[Stored data]
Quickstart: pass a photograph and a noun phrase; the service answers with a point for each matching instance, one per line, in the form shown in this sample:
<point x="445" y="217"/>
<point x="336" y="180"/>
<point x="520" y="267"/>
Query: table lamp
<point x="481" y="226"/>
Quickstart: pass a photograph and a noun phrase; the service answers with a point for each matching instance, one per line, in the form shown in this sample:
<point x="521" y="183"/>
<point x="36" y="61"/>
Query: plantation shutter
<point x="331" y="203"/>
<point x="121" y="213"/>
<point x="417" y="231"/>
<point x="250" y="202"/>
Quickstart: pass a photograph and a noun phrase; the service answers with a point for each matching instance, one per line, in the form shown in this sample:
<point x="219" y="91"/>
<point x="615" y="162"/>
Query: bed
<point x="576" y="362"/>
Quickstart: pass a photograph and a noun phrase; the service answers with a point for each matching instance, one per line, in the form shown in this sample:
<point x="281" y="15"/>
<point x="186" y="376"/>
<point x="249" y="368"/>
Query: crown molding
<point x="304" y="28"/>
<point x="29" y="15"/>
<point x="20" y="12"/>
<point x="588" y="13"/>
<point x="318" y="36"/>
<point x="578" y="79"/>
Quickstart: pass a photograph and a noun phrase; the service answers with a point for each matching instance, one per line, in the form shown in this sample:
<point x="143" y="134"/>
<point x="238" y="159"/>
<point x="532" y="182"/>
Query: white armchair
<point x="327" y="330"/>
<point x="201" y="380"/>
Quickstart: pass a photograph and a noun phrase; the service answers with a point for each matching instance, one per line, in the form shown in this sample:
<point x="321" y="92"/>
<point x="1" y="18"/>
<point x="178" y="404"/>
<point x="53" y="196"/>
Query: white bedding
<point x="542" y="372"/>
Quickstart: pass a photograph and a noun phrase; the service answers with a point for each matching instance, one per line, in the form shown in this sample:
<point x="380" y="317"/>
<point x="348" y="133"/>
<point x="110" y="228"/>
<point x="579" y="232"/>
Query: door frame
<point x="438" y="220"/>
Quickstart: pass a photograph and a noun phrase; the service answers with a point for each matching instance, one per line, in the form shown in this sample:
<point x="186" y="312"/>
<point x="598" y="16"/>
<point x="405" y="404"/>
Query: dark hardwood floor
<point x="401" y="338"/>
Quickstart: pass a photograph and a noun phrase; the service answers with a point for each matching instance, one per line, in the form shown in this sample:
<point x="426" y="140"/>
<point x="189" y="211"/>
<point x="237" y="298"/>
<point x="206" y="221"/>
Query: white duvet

- [DIRECTIONS]:
Each record is to be repeated exactly.

- [SOLUTION]:
Quickstart: pass a photograph and a noun phrase; the service answers with a point for each matching instance, one per line, in the form shown in this sample:
<point x="445" y="217"/>
<point x="336" y="180"/>
<point x="520" y="267"/>
Query: table lamp
<point x="481" y="226"/>
Quickstart: pass a photograph and a noun phrase; the service answers with a point for each matching instance, one per line, in the form shown in this sample:
<point x="521" y="183"/>
<point x="36" y="61"/>
Query: plantation shutter
<point x="331" y="203"/>
<point x="121" y="213"/>
<point x="417" y="231"/>
<point x="250" y="202"/>
Quickstart: pass a photograph and a noun phrase; the service answers with a point for each matching instance, one per line, in the form shown in this sample:
<point x="219" y="91"/>
<point x="615" y="162"/>
Query: bed
<point x="576" y="362"/>
Quickstart: pass a photograph and a noun phrase; the service answers with a point for each matching instance, one per line, in the form shown in this sample:
<point x="281" y="15"/>
<point x="186" y="376"/>
<point x="249" y="368"/>
Query: crown molding
<point x="304" y="28"/>
<point x="29" y="15"/>
<point x="20" y="12"/>
<point x="588" y="13"/>
<point x="318" y="36"/>
<point x="578" y="79"/>
Quickstart: pass a photograph and a noun phrase; the service answers with a point for each matching instance, one per line, in the form shown in this sample:
<point x="143" y="134"/>
<point x="238" y="159"/>
<point x="532" y="182"/>
Query: white armchair
<point x="327" y="330"/>
<point x="201" y="380"/>
Quickstart: pass a photograph and a noun phrase; the service answers with a point for each matching instance, one per line, in the form shown in this sample:
<point x="321" y="92"/>
<point x="1" y="18"/>
<point x="178" y="404"/>
<point x="53" y="196"/>
Query: white bedding
<point x="542" y="372"/>
Quickstart: pass a photograph and a noun phrase; the service answers with a point for each matching instance, one per line, in the form shown in this sample:
<point x="380" y="317"/>
<point x="348" y="133"/>
<point x="110" y="228"/>
<point x="579" y="232"/>
Query: door frame
<point x="438" y="220"/>
Quickstart: pass a photograph and a noun phrase; the service answers with a point for each matching instance, one per line, in the form shown in this sample:
<point x="186" y="312"/>
<point x="598" y="16"/>
<point x="405" y="404"/>
Query: dark hardwood floor
<point x="401" y="338"/>
Quickstart: pass a photograph and a noun phrase; the service answers with a point for each matching instance, one per line, in the form shown in this sample:
<point x="426" y="140"/>
<point x="189" y="211"/>
<point x="237" y="298"/>
<point x="206" y="221"/>
Query: white duvet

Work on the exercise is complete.